### AUFGABE
Gib die folgenden Daten vollständig und Zeile für Zeile unverändert wieder.

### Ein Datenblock

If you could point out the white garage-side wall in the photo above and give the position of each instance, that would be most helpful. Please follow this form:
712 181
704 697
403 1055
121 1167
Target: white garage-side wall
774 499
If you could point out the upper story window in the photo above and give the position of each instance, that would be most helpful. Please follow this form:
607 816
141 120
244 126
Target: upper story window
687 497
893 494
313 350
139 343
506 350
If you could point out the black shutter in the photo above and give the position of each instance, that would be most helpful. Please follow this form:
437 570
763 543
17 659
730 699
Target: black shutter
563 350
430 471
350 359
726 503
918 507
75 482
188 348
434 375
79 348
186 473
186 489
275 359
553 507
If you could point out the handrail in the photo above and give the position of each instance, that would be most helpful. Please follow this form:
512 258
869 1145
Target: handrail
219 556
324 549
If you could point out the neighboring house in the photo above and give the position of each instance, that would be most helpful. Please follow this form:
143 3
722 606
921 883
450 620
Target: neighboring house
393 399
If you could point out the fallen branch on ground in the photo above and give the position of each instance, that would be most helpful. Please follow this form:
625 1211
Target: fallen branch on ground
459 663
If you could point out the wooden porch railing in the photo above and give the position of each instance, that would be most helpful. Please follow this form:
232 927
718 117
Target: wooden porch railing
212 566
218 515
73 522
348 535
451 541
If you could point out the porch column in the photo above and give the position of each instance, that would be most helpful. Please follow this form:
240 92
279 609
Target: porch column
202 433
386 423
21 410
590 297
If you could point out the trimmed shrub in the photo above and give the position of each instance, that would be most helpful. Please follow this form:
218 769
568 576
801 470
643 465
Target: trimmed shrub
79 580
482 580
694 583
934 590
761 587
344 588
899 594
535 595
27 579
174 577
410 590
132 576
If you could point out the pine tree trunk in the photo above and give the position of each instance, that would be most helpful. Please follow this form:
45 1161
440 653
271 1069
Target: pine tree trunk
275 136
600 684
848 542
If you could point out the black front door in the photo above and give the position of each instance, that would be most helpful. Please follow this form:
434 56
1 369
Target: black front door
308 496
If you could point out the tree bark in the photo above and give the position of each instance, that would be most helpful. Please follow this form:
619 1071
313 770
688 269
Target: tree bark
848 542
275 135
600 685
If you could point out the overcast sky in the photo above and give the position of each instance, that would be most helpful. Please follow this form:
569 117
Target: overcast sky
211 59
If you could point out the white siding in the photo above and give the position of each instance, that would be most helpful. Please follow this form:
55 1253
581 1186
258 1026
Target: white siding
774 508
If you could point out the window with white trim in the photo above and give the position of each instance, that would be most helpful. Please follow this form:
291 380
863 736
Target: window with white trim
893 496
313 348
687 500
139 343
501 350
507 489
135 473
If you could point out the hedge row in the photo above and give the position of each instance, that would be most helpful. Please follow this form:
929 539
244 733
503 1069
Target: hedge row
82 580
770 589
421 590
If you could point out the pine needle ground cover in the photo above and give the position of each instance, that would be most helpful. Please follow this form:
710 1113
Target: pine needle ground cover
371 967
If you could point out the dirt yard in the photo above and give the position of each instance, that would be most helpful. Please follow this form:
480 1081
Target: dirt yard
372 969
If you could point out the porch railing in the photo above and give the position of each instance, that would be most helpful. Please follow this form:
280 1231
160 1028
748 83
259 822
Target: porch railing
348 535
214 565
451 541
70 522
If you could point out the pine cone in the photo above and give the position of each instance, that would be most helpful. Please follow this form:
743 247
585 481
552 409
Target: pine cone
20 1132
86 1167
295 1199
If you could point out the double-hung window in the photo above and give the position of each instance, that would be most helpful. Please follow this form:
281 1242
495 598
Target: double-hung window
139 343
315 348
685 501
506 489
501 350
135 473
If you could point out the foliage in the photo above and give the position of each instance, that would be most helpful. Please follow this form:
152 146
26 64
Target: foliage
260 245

### LÖSUNG
If you could point out the white garage-side wall in the photo above and give the position of each instance, that would be most helpful. Please follow this form:
712 181
704 697
403 1055
121 1167
Target: white garage-side wall
774 499
If you could point out the upper story window in the photo above and give the position of each instance, that would be most helpful. Please follow this form:
607 816
141 120
244 126
Target: upper story window
687 497
893 494
313 350
139 343
506 350
If you could point out the black shutter in the photo above and give the position of each instance, that would be most helpful. Please follow this form:
437 570
763 543
17 659
730 699
Target: black shutter
563 350
430 471
350 359
726 503
918 507
75 482
188 348
434 375
79 348
186 473
186 489
275 359
553 507
If you could point out the handrail in the photo above and give the position of each instance, that would be most helpful. Please follow this form:
512 258
869 1145
Target: handrail
219 556
324 549
If you could point out the neighboring house in the photo above and give the position of each instance, that would be most helpful. Please follow this form:
143 3
722 606
921 883
450 620
Target: neighboring house
393 399
If you could point out the fallen branch on ground in the photo above and give the position of each instance, that would be most helpful. Please follow this form:
625 1211
Target: fallen branch on ground
459 663
If you could point out the wooden porch railing in the photo above and give the position of each instance, that would be most helpful. Please follow this form:
232 927
718 117
Target: wooden porch railing
212 566
218 515
73 522
348 535
451 541
If you could point out the porch column in the photo above and give the position of each instance, that would be most helpful. Please follow this form:
240 92
279 609
Target: porch column
202 433
386 423
21 410
590 297
If you could point out the trimmed shrub in the photo above and give the position of each instance, that would be most helpful. Please follow this form:
218 769
568 576
801 470
643 465
Target: trimmed shrub
79 580
482 580
694 583
934 590
761 587
344 588
899 594
535 595
27 579
174 577
410 590
132 576
If you could point out the pine tree trunk in the photo above and give the position of each instance, that would be most helpful. Please follow this form:
45 1161
440 653
271 1069
Target: pine tree trunk
275 136
600 684
848 542
If you could point out the black front door in the photo above and give the position of each instance, that would be most helpful. Please follow this form:
434 56
1 369
Target: black front door
308 496
If you could point out the tree bark in the photo above and give the position of each instance, that would be most helpful. Please follow this form:
619 1071
313 770
688 269
Target: tree bark
848 542
275 135
600 685
If you could point out the overcast sky in the photo above and give the position of each instance, that would be most helpful. Please follow this form:
569 117
Target: overcast sky
211 59
If you could point out the white siding in the photo above and give the position of each instance, that would be most helpful. Please follow this form:
55 1253
581 1186
258 1026
Target: white siding
774 508
If you could point out the window with white trim in the photo above and give the position of each instance, that would be most helpful. Please follow this form:
291 380
863 736
Target: window with white trim
893 496
313 348
687 500
139 343
501 350
507 489
135 473
If you could point out the hedge row in the photo above and give the position of each instance, that would be most helpful. Please follow this form:
929 539
244 733
503 1069
Target: hedge row
82 580
770 589
421 590
If you could point out the pine needle ground cover in the photo above and give the position of each instance, that would be most helpful. Please follow this form:
710 1113
Target: pine needle ground cover
371 967
If you could point out the dirt yard in the photo above and give the position of each instance, that would be most helpful. Please follow this form:
480 1081
Target: dirt yard
372 969
If you could point out the porch railing in the photo above and give the position of each instance, that would be most helpful. Please follow this form:
280 1231
160 1028
748 83
259 822
Target: porch railing
348 535
214 565
451 541
70 522
If you could point out the pine cone in the photo above and give the position of each instance, that would be most helpful. Please follow this form:
743 247
585 481
552 409
Target: pine cone
20 1132
86 1167
295 1199
If you could point out the double-hung window in the photo above and give the position of each instance, that would be most helpful. Please follow this form:
281 1242
495 598
Target: double-hung window
139 343
315 348
685 501
506 489
501 350
135 473
If you could point out the foliage in the photo above and give the position of each instance, that would be most helpful. Please follow this form:
152 146
26 64
Target: foliage
260 245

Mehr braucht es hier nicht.